#### To do
Print each of the entries exactly, leaving nothing out.

Referring expression pointing data:
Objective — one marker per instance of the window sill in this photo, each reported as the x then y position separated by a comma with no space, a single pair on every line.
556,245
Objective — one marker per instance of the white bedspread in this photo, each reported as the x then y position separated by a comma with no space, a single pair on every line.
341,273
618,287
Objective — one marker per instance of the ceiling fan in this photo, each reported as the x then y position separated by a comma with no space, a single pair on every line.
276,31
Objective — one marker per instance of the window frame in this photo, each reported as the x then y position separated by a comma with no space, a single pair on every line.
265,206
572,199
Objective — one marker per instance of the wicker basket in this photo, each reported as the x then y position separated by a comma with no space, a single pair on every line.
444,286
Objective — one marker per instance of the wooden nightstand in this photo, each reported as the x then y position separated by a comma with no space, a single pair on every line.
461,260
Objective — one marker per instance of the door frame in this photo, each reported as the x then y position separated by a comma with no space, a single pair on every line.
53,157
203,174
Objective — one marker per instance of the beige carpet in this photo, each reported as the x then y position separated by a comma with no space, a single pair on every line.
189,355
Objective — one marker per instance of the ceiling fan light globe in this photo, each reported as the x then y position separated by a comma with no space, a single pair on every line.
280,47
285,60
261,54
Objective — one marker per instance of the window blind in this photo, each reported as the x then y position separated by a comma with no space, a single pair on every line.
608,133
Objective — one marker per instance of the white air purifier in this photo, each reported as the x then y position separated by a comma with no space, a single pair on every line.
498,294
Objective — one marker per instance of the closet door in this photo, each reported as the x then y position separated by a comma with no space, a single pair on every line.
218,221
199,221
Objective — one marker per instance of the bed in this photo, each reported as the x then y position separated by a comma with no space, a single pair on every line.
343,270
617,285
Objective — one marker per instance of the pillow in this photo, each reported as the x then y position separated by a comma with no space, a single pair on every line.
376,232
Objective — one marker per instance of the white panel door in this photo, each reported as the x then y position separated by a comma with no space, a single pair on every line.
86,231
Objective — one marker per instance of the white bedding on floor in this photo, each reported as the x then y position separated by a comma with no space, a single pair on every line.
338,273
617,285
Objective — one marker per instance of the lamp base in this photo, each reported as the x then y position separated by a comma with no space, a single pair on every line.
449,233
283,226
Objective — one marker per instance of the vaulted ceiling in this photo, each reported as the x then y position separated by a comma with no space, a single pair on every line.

#### Completed exercise
Objective — one marker per instance of the window sill in this photo, each reported as the x then y position separated by a comma with no space, a single pair on every line.
556,245
Objective — one marker per instance of the white bedspread in this photo, each reported as the x then y position separated by a comma with no space, a single pair on every line.
341,273
618,287
Objective — one marker per instance of the ceiling fan in this photo, each reported as the x then y position separated by a comma with no space, a single pair on every line.
276,31
Objective — one marker per instance of the window frame in this photo, each reported as the x then y position separated by a comma with no space, a single pair on every line.
265,206
572,199
Objective — one marker per instance of the wicker basket in this photo, each reported as the x then y position separated by a comma with no space, a single pair on every line.
444,286
Objective — one marker per instance of the wooden nightstand in this photo, each reported as the x then y position separated by a comma with no space, a single pair on every line.
461,260
Objective — one marker per instance of the door frame in this photo, each reported as the x then y position separated by a comma with no space, a single pair on every line.
53,157
203,174
Objective — one marker per instance of the beige carpet in this photo, each reported as the x then y position separated by a comma with no space, a single pair on every line.
189,355
Objective — one marker per instance of the ceiling fan light globe in this photo, each reported as the x then y position separated by a comma with no space, a single pair on every line.
280,47
285,60
261,54
Objective — one marker per instance of the window blind in this photo, each reported as the x then y position separated by a comma with no space, a single pair on every line.
608,133
Objective — one marker per instance of the white air purifier in this photo, each reported as the x then y position separated by a comma with no space, a single pair on every line.
498,294
Objective — one marker per instance of the closet door in this photo, each reported as the x then y position separated by a comma with no space, a single pair on every line.
218,221
199,221
Objective — one marker per instance of the bed in this photo, each reported as the x then y position separated by a comma with no space, a single pair on every line.
343,270
617,285
Objective — one marker per instance of the pillow in this photo, each reported as the x then y position separated by a comma with no space, a single pair on every line.
376,232
Objective — one marker per instance of the white panel door in this photo, each reported as the x then y position separated by a comma with no space, a single pair on every line.
86,231
Objective — one marker per instance of the white bedding on floor in this photo, each reported as the x then y position separated by a comma with no space, a single pair on every line.
338,273
617,285
Objective — one marker per instance of the lamp base in this photo, each reported as the x then y position separated by a comma with no space, a single pair on every line.
449,233
283,226
Objective — one marker per instance of the vaulted ceiling in this photo, each reported as the x then y position separated by a comma with no space, a single pair on every line.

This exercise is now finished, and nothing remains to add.